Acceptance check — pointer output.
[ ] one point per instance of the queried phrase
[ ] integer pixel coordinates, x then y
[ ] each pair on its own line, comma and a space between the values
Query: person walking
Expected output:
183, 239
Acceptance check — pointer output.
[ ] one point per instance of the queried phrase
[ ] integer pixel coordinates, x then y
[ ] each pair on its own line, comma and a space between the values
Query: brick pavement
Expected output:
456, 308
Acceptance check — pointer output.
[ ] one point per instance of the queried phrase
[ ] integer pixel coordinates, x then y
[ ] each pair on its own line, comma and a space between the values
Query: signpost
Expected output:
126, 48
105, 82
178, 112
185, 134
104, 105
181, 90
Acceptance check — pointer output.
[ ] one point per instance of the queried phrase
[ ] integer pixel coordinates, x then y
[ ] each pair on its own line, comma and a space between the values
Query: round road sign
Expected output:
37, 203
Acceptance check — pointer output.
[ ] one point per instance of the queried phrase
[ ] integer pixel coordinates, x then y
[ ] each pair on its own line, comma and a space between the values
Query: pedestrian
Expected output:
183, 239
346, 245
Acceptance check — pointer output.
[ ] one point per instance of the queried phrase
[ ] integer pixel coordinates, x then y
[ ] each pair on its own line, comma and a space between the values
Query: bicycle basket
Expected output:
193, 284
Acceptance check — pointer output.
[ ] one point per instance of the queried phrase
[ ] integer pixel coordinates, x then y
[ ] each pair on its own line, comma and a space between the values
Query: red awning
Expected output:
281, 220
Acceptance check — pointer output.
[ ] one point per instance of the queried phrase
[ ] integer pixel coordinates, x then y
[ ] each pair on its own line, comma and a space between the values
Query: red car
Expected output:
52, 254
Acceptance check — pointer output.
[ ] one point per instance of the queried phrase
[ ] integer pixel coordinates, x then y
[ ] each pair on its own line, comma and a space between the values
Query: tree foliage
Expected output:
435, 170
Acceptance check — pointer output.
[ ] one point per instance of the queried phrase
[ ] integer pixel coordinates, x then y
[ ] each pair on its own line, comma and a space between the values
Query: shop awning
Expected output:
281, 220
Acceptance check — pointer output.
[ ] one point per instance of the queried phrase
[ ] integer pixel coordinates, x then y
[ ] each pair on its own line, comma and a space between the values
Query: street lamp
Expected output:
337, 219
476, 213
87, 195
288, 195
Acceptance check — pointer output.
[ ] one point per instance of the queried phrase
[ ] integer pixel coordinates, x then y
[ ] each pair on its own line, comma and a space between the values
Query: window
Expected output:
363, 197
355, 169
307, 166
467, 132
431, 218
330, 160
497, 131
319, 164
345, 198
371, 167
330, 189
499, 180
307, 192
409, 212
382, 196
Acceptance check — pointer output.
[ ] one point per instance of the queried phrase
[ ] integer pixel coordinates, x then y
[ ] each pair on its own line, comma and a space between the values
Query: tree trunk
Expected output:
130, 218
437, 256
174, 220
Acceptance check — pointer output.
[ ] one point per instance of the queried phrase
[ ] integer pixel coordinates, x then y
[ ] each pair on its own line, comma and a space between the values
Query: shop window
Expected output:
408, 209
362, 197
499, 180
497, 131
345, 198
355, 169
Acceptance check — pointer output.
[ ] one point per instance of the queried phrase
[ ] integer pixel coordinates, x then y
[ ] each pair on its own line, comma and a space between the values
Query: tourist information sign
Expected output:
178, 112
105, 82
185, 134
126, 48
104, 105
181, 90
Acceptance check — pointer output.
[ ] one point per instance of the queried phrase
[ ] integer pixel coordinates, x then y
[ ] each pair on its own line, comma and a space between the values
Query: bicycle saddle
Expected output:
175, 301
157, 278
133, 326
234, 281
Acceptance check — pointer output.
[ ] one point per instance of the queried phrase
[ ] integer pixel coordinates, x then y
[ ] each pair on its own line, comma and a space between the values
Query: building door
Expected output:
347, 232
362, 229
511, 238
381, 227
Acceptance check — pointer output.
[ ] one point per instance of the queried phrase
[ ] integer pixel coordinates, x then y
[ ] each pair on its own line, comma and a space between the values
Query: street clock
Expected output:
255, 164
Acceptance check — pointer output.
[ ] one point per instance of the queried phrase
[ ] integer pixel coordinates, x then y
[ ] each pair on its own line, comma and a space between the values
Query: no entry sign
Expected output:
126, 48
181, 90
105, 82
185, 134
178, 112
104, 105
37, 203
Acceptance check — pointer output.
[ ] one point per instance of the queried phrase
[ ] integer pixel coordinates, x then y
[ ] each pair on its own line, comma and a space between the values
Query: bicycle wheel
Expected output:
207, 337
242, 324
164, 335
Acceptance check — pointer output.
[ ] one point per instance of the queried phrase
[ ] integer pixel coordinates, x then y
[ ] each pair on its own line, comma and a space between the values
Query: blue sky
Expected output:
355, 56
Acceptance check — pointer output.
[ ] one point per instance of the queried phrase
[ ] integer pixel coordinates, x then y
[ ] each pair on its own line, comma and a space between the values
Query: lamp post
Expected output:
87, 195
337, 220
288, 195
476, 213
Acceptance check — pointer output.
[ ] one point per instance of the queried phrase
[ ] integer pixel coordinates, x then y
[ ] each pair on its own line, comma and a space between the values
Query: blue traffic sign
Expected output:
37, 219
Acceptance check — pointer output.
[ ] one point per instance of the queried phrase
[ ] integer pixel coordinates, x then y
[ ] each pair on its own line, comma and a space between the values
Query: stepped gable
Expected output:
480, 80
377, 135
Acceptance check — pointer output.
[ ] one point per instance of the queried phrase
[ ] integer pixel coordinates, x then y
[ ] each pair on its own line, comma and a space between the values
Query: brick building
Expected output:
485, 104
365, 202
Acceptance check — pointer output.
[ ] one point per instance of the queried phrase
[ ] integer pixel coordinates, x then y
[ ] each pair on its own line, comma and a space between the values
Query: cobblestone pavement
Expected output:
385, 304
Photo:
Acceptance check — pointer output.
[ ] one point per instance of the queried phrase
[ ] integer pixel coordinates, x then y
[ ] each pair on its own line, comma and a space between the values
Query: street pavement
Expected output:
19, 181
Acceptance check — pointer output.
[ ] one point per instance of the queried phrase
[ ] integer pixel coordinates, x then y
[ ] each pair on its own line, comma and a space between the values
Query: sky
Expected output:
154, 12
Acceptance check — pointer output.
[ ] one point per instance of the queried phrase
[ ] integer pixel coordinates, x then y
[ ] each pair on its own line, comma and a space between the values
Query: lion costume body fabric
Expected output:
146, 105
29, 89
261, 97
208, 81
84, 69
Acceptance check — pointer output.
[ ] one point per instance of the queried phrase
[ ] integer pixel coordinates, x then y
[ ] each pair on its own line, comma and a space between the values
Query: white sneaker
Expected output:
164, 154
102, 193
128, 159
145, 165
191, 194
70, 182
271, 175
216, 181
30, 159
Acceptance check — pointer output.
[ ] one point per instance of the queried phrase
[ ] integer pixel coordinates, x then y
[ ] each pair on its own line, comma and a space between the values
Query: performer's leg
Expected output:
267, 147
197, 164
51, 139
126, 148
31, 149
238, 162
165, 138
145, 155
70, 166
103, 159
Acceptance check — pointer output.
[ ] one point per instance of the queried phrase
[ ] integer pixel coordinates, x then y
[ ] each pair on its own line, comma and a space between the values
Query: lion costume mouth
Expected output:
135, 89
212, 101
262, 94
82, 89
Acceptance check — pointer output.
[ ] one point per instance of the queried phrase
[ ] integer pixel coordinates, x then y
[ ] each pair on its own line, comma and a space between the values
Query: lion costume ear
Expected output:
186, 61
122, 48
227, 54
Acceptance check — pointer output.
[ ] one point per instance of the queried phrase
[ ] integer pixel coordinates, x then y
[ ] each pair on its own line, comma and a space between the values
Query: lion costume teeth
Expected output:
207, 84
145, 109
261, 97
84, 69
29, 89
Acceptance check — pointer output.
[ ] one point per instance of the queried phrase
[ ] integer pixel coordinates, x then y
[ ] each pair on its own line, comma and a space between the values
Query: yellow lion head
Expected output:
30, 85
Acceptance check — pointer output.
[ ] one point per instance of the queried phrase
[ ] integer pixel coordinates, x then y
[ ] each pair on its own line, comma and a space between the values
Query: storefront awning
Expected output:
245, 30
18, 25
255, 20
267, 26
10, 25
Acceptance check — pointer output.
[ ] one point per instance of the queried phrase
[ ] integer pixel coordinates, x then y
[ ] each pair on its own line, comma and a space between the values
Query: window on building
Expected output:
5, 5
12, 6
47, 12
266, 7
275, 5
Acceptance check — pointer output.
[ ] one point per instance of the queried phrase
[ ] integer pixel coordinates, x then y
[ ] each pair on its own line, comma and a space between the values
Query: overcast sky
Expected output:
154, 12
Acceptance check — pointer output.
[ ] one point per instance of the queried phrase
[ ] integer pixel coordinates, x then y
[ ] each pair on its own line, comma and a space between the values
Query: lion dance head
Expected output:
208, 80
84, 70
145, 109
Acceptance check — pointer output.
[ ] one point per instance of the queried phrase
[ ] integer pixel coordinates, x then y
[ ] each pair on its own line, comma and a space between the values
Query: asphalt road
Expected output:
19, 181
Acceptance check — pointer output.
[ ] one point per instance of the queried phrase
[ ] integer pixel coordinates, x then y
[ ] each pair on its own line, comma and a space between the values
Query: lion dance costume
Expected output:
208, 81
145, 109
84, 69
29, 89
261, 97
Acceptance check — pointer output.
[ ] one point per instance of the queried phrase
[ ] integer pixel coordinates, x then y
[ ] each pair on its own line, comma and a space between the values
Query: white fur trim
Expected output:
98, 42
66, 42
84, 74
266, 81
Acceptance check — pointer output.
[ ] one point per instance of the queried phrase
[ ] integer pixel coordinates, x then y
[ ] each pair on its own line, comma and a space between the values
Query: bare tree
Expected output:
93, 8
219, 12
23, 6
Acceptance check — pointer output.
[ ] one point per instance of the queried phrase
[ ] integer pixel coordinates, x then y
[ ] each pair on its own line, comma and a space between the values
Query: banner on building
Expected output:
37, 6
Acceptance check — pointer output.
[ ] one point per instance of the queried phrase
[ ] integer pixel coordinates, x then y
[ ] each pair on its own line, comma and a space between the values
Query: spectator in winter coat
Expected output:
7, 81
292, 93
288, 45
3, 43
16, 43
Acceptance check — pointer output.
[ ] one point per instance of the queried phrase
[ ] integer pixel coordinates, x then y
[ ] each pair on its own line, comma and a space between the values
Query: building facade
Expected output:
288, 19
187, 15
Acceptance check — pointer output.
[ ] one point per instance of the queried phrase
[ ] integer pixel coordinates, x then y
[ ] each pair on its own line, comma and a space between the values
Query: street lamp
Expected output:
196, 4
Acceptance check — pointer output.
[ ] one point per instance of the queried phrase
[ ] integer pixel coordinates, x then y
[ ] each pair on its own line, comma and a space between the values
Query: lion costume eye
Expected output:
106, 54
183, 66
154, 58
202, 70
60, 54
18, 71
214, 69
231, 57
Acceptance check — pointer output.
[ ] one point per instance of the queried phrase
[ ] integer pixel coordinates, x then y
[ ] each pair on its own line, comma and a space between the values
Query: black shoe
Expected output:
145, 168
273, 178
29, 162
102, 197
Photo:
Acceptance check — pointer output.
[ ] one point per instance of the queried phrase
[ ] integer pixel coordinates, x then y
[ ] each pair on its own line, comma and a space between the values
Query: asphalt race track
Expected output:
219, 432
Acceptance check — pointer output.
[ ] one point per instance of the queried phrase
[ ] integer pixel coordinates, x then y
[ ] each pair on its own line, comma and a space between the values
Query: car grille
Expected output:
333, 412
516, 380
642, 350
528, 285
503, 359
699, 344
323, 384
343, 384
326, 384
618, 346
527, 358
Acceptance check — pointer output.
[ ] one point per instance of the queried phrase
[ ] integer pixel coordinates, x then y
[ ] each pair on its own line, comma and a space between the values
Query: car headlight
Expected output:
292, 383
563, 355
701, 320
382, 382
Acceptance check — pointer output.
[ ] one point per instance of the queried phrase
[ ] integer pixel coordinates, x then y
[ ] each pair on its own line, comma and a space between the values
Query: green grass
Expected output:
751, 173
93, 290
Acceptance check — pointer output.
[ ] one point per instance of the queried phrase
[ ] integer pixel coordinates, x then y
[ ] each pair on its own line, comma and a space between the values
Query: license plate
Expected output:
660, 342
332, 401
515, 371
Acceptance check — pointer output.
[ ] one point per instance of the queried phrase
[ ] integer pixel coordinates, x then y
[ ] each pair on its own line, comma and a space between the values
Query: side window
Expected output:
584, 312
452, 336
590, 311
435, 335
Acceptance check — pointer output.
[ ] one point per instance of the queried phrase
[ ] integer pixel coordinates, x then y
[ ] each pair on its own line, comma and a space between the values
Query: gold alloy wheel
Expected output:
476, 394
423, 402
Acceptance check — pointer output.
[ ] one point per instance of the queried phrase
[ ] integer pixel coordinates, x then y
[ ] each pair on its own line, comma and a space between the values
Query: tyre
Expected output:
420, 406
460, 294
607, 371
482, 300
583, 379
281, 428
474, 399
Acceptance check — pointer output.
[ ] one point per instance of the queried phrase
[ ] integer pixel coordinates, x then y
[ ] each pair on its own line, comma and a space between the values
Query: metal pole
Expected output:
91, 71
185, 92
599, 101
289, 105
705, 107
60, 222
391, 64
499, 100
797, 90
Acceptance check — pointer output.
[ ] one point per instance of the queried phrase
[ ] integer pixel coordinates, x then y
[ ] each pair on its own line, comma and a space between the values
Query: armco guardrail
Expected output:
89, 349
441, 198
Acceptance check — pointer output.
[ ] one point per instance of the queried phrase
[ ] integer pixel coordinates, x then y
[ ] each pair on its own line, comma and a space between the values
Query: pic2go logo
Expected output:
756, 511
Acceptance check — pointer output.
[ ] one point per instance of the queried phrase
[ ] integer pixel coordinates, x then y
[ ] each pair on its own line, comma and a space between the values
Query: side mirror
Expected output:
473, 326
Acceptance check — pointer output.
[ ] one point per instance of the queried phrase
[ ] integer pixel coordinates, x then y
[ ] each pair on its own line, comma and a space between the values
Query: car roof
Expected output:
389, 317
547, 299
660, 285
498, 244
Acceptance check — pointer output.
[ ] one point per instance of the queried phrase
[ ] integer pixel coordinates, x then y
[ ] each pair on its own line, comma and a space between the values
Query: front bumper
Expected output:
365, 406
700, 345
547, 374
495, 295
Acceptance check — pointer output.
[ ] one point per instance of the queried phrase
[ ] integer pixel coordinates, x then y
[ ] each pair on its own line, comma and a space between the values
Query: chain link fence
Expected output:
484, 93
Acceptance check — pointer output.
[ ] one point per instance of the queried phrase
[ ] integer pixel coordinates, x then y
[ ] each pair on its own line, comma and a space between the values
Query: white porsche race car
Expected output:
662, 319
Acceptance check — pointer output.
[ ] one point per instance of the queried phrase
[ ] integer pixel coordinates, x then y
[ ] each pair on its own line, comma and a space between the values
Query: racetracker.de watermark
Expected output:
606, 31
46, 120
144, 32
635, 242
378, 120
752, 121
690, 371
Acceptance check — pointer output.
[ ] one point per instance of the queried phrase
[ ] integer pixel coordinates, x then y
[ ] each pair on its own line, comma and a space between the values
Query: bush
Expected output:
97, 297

•••

-- What you have to do --
Pull out every line of the data above that contains the string "wheel". Case counts.

-- Solved problem --
Query: bicycle wheel
Query: gold alloy wheel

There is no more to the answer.